**Exercise:** Copy the data word for word, starting at its first line and ending with the line that contains "169], [79, 168]]", including that line.

**Dataset entries:**
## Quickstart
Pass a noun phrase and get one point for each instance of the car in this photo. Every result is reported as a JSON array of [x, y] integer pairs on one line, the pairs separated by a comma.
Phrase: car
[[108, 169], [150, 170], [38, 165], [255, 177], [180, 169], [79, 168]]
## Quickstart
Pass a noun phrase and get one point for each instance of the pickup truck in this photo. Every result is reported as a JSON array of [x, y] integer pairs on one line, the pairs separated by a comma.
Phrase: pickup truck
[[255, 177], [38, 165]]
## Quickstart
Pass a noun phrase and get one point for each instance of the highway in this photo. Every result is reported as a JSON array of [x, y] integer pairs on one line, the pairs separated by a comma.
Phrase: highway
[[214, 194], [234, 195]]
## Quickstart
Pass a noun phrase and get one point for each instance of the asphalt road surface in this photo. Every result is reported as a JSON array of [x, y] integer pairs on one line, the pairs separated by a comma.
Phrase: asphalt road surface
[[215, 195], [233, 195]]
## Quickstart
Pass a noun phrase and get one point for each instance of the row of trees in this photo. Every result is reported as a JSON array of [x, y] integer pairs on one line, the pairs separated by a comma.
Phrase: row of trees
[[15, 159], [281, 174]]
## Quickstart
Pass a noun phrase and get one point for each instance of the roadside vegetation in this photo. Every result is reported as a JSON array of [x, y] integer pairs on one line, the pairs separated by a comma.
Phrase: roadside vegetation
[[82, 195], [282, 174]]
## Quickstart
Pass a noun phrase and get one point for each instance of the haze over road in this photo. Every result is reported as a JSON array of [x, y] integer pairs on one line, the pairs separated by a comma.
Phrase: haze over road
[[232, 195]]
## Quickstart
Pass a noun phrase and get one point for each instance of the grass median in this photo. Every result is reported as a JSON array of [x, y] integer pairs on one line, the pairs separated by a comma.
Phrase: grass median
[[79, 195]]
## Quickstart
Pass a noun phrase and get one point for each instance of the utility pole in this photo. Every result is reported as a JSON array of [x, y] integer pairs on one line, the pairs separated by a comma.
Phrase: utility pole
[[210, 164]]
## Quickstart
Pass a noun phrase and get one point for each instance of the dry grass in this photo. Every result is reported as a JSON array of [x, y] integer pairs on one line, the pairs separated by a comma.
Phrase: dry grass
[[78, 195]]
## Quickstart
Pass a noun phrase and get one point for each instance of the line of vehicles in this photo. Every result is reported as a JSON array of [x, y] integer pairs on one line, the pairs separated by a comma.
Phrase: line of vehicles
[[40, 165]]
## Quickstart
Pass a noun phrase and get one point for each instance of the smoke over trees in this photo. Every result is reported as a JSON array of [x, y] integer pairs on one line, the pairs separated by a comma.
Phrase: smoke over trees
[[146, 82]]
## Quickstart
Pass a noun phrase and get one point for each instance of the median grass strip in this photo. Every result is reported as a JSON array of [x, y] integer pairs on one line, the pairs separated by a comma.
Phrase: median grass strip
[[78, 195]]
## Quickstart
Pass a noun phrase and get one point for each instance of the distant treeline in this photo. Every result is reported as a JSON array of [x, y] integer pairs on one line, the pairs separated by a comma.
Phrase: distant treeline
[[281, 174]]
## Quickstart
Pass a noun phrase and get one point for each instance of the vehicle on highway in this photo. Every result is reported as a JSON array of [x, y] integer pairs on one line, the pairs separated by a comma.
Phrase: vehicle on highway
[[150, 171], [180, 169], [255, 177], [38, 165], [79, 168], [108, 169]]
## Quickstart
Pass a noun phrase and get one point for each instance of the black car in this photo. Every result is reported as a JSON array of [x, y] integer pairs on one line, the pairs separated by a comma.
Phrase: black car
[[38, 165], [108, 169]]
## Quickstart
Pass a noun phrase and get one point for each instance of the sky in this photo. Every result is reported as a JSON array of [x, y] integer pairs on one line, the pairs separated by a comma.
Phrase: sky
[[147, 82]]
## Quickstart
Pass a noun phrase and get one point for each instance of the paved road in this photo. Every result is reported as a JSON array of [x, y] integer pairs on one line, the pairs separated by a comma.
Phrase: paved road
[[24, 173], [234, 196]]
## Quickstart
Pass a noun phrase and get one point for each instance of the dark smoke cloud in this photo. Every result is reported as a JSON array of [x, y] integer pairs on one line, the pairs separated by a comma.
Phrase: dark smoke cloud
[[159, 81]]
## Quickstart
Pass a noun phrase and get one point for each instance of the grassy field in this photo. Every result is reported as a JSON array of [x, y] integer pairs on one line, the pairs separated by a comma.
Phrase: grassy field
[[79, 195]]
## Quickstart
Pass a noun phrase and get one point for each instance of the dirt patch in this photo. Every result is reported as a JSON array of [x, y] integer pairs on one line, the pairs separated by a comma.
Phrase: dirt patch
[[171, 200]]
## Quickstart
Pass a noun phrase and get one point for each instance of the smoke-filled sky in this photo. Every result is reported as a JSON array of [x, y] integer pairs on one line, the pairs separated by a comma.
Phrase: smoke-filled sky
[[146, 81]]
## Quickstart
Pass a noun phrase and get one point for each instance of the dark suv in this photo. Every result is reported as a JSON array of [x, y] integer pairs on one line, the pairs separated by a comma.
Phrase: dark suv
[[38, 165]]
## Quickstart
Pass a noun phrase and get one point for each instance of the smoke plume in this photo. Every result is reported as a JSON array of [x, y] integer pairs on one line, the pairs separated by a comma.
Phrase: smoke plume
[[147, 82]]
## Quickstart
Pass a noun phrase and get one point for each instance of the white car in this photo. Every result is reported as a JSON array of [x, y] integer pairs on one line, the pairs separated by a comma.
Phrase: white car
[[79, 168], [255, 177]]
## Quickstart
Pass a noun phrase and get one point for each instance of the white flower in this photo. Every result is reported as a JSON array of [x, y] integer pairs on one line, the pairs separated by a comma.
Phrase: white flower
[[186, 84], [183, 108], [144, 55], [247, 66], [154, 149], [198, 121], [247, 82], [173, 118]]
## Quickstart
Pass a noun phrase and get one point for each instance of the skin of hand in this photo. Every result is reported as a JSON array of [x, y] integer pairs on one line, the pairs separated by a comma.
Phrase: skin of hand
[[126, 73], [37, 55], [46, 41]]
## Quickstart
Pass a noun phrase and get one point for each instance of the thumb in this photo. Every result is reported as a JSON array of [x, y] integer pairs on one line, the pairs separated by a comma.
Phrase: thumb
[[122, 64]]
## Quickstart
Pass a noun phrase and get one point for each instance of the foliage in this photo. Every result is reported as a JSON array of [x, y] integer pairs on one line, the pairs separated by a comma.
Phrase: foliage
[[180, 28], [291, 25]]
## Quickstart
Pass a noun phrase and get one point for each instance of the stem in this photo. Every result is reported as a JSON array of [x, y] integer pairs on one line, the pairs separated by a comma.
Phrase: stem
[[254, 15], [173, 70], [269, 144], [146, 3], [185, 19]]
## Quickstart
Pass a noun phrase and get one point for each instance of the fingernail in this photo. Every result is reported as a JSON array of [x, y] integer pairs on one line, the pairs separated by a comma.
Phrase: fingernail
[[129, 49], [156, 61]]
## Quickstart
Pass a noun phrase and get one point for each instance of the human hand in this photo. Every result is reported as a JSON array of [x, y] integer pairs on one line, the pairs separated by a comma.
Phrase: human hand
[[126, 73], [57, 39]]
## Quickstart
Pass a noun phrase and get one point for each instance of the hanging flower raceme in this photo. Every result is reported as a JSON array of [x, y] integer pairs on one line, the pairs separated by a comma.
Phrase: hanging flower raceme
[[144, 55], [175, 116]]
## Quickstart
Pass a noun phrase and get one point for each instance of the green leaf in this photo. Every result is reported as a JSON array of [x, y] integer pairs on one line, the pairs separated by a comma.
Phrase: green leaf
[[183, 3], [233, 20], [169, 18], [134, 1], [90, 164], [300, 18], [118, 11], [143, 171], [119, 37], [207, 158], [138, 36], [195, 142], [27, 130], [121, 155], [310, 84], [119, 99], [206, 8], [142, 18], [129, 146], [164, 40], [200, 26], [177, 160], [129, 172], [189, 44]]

**Exercise result:**
## Quickstart
Pass a noun phrase and get one point for each instance of the car in this photo. Every result is reported as a JSON array of [x, y] integer pairs on one line, the pairs separated by a comma.
Phrase: car
[[108, 169], [150, 170], [38, 165], [255, 177], [180, 169], [79, 168]]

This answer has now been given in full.